DATA SHOWN Start Marker
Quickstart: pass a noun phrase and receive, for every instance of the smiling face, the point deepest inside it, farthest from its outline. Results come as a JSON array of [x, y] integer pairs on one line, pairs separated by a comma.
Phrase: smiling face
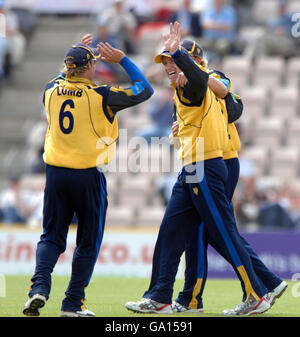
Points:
[[171, 68]]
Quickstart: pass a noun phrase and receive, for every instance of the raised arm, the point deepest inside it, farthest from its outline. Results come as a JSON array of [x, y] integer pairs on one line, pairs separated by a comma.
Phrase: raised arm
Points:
[[197, 84], [119, 98]]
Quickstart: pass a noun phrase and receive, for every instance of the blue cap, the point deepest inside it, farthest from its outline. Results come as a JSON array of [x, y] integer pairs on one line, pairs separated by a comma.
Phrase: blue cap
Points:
[[79, 55]]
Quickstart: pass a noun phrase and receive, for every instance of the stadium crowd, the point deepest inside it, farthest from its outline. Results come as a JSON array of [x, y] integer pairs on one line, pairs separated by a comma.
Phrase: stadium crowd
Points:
[[224, 28]]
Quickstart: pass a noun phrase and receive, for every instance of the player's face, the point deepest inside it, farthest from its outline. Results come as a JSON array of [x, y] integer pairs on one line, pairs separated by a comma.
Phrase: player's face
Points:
[[171, 68]]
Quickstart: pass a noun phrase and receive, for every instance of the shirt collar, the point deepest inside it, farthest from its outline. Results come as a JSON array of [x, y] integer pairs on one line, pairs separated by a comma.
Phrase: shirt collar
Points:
[[75, 79]]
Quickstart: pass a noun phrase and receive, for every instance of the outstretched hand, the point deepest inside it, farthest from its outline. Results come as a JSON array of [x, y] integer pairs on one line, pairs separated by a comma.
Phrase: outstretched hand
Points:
[[109, 53], [173, 39], [87, 39]]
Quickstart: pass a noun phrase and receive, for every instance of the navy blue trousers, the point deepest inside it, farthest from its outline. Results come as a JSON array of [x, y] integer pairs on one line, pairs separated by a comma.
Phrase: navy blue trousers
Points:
[[196, 268], [192, 203], [69, 192]]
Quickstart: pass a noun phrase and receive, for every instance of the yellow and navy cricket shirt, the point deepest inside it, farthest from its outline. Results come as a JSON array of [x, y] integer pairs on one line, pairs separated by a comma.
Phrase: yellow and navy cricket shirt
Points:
[[233, 146], [82, 123], [198, 113]]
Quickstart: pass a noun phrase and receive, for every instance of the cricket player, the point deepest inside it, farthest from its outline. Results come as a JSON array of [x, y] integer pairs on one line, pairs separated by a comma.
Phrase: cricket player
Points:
[[199, 193], [81, 137], [190, 299]]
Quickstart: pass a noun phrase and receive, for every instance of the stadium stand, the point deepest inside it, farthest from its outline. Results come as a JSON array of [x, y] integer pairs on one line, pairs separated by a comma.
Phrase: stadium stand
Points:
[[269, 126]]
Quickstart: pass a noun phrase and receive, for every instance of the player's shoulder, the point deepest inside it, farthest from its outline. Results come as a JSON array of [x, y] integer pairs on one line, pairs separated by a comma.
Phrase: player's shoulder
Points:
[[100, 89]]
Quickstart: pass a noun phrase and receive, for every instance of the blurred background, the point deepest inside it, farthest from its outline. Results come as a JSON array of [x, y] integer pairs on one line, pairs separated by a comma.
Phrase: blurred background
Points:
[[255, 43]]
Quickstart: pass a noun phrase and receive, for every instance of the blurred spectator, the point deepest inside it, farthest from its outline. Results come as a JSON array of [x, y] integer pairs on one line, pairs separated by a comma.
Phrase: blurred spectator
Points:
[[27, 20], [14, 44], [117, 25], [161, 109], [143, 10], [274, 211], [12, 204], [189, 21], [244, 199], [219, 29], [277, 40]]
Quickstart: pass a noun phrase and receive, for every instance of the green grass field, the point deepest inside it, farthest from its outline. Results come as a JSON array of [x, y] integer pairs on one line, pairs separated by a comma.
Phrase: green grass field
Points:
[[107, 296]]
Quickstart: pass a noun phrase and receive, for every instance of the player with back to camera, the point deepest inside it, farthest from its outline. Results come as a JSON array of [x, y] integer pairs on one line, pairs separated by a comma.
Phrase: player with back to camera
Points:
[[192, 202], [81, 137], [190, 299]]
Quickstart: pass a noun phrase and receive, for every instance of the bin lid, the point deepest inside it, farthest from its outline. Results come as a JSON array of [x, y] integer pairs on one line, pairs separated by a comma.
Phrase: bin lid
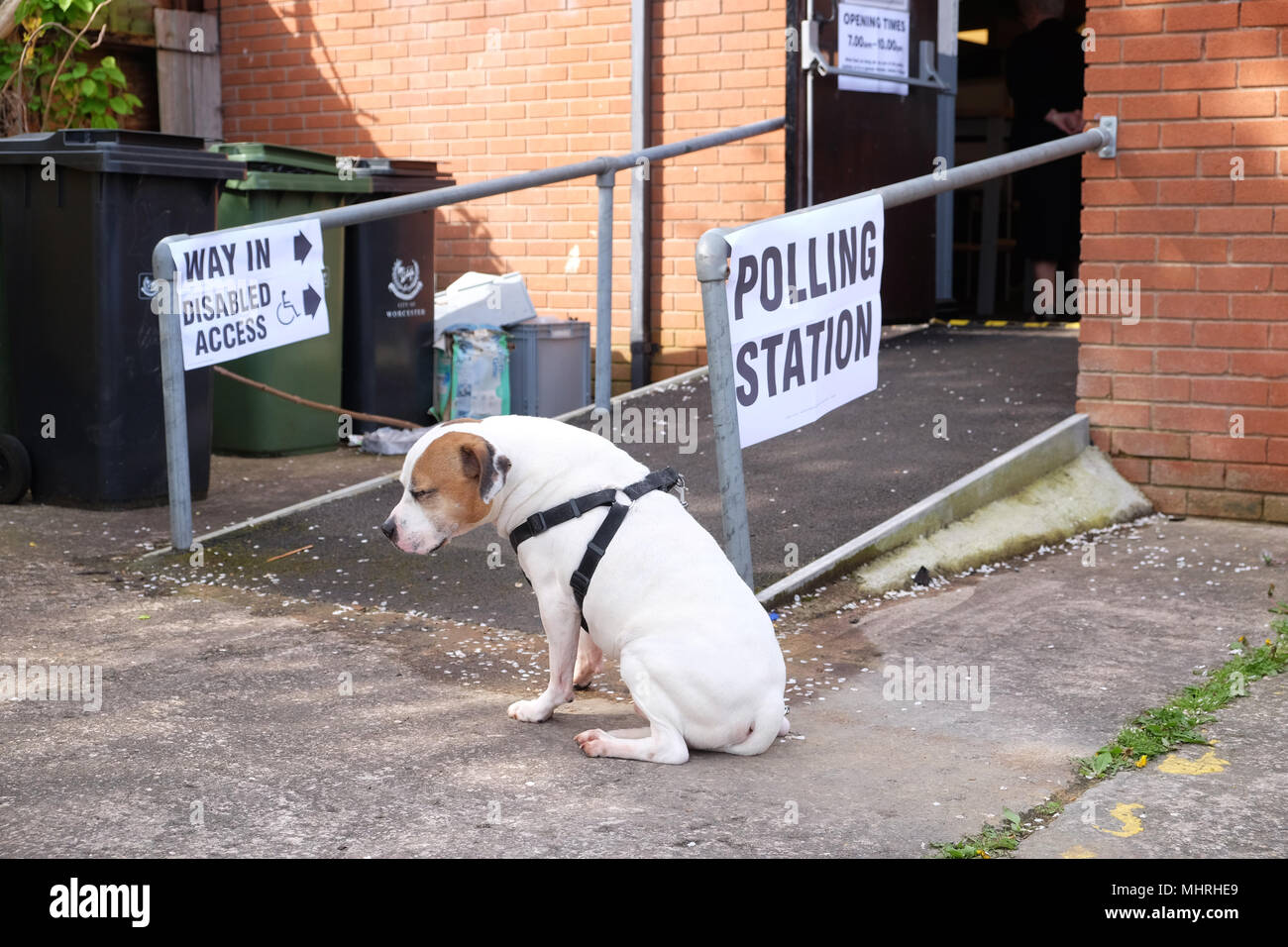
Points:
[[402, 175], [398, 166], [120, 151], [279, 167]]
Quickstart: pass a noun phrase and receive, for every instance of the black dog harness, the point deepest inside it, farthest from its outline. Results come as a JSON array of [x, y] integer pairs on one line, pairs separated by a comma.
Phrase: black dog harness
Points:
[[537, 523]]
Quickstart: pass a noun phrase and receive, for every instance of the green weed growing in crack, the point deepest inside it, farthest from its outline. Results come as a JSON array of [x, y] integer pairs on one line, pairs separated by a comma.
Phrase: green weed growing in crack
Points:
[[1162, 729]]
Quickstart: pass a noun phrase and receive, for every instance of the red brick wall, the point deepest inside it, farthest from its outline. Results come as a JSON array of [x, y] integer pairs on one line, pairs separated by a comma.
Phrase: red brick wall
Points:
[[548, 85], [1194, 85]]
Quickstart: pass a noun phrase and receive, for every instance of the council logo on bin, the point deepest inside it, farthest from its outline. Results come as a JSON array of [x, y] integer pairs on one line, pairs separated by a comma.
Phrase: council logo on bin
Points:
[[406, 283]]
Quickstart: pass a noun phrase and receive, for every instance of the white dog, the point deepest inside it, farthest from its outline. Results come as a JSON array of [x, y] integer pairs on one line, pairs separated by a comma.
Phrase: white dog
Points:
[[697, 651]]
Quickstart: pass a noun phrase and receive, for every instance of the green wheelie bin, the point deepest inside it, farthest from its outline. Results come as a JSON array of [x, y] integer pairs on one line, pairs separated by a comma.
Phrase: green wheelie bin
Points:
[[282, 182]]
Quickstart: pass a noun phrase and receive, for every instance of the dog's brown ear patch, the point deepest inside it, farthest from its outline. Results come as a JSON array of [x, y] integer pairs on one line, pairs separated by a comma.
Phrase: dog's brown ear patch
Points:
[[463, 470]]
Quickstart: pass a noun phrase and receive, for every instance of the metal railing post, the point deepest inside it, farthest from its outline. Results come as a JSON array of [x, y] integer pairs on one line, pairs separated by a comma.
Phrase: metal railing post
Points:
[[604, 292], [712, 268], [174, 398]]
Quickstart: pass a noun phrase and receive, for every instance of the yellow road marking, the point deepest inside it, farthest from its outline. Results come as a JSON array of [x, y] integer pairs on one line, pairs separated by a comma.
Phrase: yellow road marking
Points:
[[1207, 763], [1129, 823], [1078, 852]]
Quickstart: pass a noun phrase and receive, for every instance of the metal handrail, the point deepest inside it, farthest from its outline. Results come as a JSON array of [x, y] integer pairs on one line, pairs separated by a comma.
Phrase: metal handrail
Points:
[[603, 169]]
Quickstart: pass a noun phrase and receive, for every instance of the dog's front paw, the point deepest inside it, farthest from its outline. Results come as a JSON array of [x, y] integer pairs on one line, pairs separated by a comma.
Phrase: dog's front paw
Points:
[[529, 711], [591, 742]]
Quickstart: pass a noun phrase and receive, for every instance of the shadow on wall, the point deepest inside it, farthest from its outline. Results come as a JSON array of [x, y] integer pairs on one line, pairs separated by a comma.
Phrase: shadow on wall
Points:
[[284, 85], [463, 244]]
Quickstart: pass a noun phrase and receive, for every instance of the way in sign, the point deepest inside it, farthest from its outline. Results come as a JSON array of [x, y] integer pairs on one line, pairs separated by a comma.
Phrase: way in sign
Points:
[[220, 261], [250, 292]]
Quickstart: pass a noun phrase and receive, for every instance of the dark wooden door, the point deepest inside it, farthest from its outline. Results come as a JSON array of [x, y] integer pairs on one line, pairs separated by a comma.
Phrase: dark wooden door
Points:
[[866, 140]]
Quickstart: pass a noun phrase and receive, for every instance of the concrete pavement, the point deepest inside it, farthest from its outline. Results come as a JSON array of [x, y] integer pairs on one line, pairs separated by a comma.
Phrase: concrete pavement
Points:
[[239, 722]]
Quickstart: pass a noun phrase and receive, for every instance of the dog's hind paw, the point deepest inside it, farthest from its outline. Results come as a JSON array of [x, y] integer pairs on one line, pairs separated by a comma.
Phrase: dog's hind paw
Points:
[[592, 742], [529, 711]]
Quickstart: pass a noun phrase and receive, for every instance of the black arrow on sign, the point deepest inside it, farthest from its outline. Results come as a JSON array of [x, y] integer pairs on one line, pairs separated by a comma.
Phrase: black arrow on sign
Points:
[[310, 302]]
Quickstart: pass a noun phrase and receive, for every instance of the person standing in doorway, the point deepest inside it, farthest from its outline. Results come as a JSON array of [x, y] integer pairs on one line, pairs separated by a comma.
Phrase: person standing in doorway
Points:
[[1043, 76]]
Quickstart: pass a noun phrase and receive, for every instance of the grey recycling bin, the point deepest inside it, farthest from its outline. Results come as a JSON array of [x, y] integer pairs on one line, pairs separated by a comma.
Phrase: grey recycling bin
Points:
[[549, 367]]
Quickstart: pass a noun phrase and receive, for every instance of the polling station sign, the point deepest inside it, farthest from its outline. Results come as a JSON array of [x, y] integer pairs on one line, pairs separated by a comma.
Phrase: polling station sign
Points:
[[804, 295], [249, 290]]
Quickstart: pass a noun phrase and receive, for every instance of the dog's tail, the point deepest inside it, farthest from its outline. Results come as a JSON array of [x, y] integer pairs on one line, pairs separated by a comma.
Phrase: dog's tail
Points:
[[769, 724]]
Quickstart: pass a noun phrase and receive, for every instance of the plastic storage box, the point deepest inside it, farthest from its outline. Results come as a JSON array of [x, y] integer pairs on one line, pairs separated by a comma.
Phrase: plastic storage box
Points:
[[549, 367]]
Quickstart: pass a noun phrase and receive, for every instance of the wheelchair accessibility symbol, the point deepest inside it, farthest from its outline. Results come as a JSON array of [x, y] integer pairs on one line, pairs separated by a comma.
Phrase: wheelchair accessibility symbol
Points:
[[287, 313]]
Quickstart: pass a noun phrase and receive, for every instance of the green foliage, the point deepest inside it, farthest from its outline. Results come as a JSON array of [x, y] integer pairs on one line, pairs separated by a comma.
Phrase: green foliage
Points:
[[1162, 729], [44, 62]]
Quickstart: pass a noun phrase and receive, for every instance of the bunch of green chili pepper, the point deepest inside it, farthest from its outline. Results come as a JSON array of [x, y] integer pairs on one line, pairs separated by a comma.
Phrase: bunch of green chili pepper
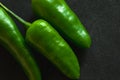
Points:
[[42, 36]]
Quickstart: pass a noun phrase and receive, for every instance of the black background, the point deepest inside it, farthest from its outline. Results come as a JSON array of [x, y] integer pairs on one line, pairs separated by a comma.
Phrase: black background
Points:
[[100, 62]]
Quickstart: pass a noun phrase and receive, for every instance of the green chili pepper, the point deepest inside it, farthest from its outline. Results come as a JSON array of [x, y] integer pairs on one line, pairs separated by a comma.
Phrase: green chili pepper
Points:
[[42, 36], [11, 39], [58, 13]]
DATA SHOWN End Marker
__ACTIVITY__: Wherever the string "front" appears in the data above, copy the line it sits in.

__COMPLETED TASK__:
Quickstart: pass a noun phrase and receive, for every instance of the dog's front paw, the point deepest inside it, farthest from its outline. Results come as a JSON array of [x, y] integer pairs on one line, pairs separated by a comma.
Phrase: dog's front paw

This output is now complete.